本文抜粋の一部を更新してください。「1. 人的資本経営をひとことで言うと?」を含む箇所から書き始めて「- 従来: 人は「コスト」。消費するものであり、いかに効率よく管理するか。」の後で止め、その間の「経営手法」を「マネジメント手法」に置き換えて示すこと。

本文抜粋:
########################################

はじめに
「投資家から『人材戦略』について詳しく聞かれるようになった」 「有価証券報告書に人材育成の情報を載せなければならず、焦っている」
近年、経営者や人事責任者の間で「人的資本経営(Human Capital Management)」への関心が急速に高まっています。2023年3月期決算より、上場企業に対して人的資本の情報開示が義務化されたことも大きな要因です。
本記事では、この言葉の本当の意味から、注目される背景(人材版伊藤レポート)、具体的な開示項目、そして企業が取り組むべき最初の一歩について、3分でわかりやすく解説します。
1. 人的資本経営をひとことで言うと?
人的資本経営とは、一言で言うと「人材を『資源(コスト)』ではなく『資本(投資対象)』と捉え、その価値を最大限に引き出すことで、中長期的な企業価値向上につなげる経営手法」のことです。
これまでの「人的資源管理(Human Resource Management)」が、人件費をなるべく抑えて管理しようとする「守り」の考え方だったのに対し、人的資本経営は、人に投資してリターン(成長)を得ようとする「攻め」の考え方と言えます。
【用語の要約】
- 目的: 企業価値の向上、持続的な成長
- 対象::経営層、人事部門、投資家(ステークホルダー)
- 英語: Human Capital Management
- 従来の考え方との違い:
- 従来: 人は「コスト」。消費するものであり、いかに効率よく管理するか。
- 現在: 人は「資本」。投資するものであり、いかに価値を創造させるか。
2. なぜ今、人的資本経営が重要なのか
背景には、世界的な産業構造の変化があります。 かつては工場や機械などの「有形資産」が企業の価値を決めていました。しかし、GAFAM(Google、Apple、Facebook、Amazon、Microoft)に代表される現代の企業では、技術やブランド、そしてそれを生み出す「人(無形資産)」こそが価値の源泉になっています。
日本においても、以下の動きにより重要性が決定付けられました。
- 「人材版伊藤レポート」の公表(2020年):経済産業省が、経営戦略と人材戦略を連動させるための指針(3つの視点・5つの共通要素)をまとめ、日本企業に変革を促しました。
- 人的資本の情報開示の義務化(2023年〜):上場企業は有価証券報告書において「人材育成方針」や「社内環境整備方針」などの記載が必須となりました。
- ESG投資の拡大:投資家が企業を評価する際、財務情報だけでなく、Environment(環境)・Social(社会)・Governance(ガバナンス)を重視するようになり、「S(社会)」の中核である「従業員への対応」が厳しく見られるようになりました。
3. 企業が導入するメリット・デメリット
メリット
- 企業価値(株価)の向上: 「この会社は人が育つ仕組みがある」と評価されれば、投資が集まりやすくなります。

########################################

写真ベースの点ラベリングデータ
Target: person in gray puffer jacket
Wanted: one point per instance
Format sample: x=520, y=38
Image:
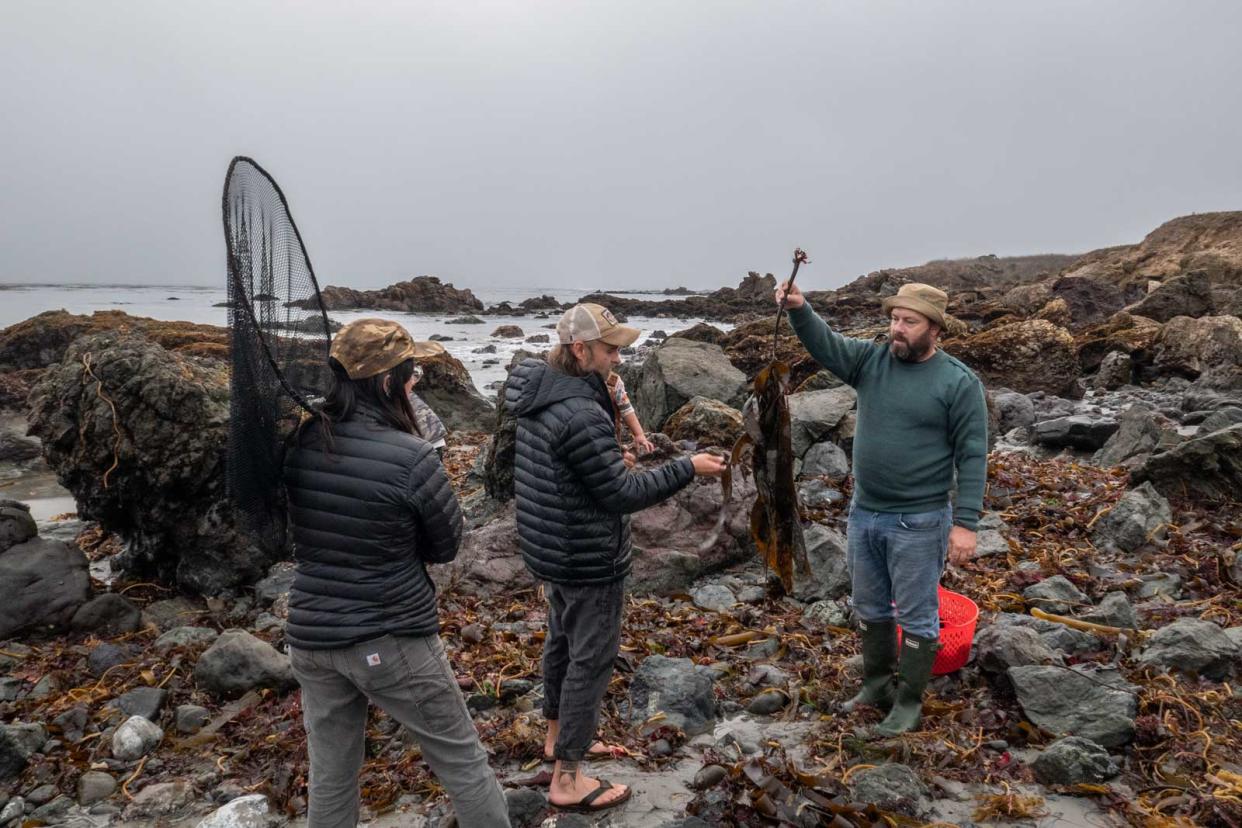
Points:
x=370, y=505
x=574, y=495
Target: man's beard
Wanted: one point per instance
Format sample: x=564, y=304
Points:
x=913, y=351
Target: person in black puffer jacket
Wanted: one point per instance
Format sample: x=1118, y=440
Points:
x=574, y=495
x=370, y=505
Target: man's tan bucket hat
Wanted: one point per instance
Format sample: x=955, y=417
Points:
x=370, y=346
x=920, y=298
x=588, y=322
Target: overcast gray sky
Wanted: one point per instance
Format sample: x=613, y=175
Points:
x=609, y=144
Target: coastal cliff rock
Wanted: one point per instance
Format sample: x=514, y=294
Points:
x=420, y=294
x=1210, y=242
x=42, y=340
x=1026, y=356
x=448, y=389
x=137, y=432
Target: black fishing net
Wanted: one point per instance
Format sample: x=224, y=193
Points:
x=278, y=339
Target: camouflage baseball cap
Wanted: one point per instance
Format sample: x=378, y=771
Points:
x=370, y=346
x=589, y=322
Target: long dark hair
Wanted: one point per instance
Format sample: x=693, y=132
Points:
x=564, y=360
x=344, y=395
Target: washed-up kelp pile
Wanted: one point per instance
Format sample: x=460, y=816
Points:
x=1181, y=769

########################################

正しい結果:
1. 人的資本経営をひとことで言うと?
人的資本経営とは、一言で言うと「人材を『資源(コスト)』ではなく『資本(投資対象)』と捉え、その価値を最大限に引き出すことで、中長期的な企業価値向上につなげるマネジメント手法」のことです。
これまでの「人的資源管理(Human Resource Management)」が、人件費をなるべく抑えて管理しようとする「守り」の考え方だったのに対し、人的資本経営は、人に投資してリターン(成長)を得ようとする「攻め」の考え方と言えます。
【用語の要約】
- 目的: 企業価値の向上、持続的な成長
- 対象::経営層、人事部門、投資家(ステークホルダー)
- 英語: Human Capital Management
- 従来の考え方との違い:
- 従来: 人は「コスト」。消費するものであり、いかに効率よく管理するか。